* [Work to complete]:
1. Could you rewrite the graph query passage, starting at the words "Theorem 3.3 (Graph" and ending after "graph query formulations.", with "optimizer" replaced by "query planner"?
2. Which lattice operations does the graph query passage list?

>> Begin Passage

Graph queries form a complete lattice ordered by result containment:

Definition: For graph queries $Q_1, Q_2$ , define $Q_1 \sqsubseteq Q_2$ iff $\text{result}(Q_1) \subseteq \text{result}(Q_2)$ for all graph instances.

Theorem 3.3 (Graph Query Lattice): Graph queries ordered by $\sqsubseteq$ form a complete lattice.

The lattice operations:

Meet: $Q_1 \sqcap Q_2$ returns intersection of results
Join: $Q_1 \sqcup Q_2$ returns union of results
Bottom: Query returning $\emptyset$
Top: Query returning $\mathcal{V}_G$

This lattice structure enables the optimizer to navigate between equivalent graph query formulations.

3.4 Graph Algebra Operations

We define the operators that transform graph posting lists.

3.4.1 Adjacency Operator

The adjacency operator $\alpha$ expands a posting list to include adjacent vertices:

\alpha: 2^{\mathcal{V}_G} \times 2^{\mathcal{T}} \times \{in, out, both\} \rightarrow 2^{\mathcal{V}_G}

For vertex set $S$ , edge types $T$ , and direction $d$ :

\alpha(S, T, out) = \{u \mid \exists v \in S, t \in T: (v, u, t) \in \mathcal{E}_G\}

\alpha(S, T, in) = \{u \mid \exists v \in S, t \in T: (u, v, t) \in \mathcal{E}_G\}

\alpha(S, T, both) = \alpha(S, T, out) \cup \alpha(S, T, in)

>> End Passage
>> Begin Data shown

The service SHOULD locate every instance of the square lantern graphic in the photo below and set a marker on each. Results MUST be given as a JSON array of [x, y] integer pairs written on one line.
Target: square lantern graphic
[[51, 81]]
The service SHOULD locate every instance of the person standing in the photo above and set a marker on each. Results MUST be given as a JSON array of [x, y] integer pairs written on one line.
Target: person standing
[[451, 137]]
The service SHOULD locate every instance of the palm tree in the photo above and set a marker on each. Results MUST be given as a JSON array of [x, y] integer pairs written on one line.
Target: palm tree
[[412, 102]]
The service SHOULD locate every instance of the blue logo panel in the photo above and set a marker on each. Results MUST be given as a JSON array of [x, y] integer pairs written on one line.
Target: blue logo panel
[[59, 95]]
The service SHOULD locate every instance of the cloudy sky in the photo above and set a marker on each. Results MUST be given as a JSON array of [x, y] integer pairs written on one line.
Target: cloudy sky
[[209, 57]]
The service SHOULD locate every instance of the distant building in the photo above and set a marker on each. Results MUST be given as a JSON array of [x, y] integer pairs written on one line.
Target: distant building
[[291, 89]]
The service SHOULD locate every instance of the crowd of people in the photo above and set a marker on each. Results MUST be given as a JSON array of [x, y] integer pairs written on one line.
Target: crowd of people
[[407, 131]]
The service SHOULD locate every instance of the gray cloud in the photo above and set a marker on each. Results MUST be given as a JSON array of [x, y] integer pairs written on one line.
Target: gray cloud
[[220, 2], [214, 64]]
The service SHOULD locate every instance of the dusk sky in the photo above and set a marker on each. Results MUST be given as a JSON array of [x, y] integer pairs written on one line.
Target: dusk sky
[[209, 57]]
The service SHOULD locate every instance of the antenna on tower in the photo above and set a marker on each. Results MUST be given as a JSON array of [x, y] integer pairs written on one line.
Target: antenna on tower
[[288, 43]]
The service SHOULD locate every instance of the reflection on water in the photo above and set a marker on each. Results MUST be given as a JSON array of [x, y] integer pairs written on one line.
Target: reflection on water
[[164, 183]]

>> End Data shown

* [Per-task outputs]:
1.
Theorem 3.3 (Graph Query Lattice): Graph queries ordered by $\sqsubseteq$ form a complete lattice.

The lattice operations:

Meet: $Q_1 \sqcap Q_2$ returns intersection of results
Join: $Q_1 \sqcup Q_2$ returns union of results
Bottom: Query returning $\emptyset$
Top: Query returning $\mathcal{V}_G$

This lattice structure enables the query planner to navigate between equivalent graph query formulations.

2. Meet, Join, Bottom, Top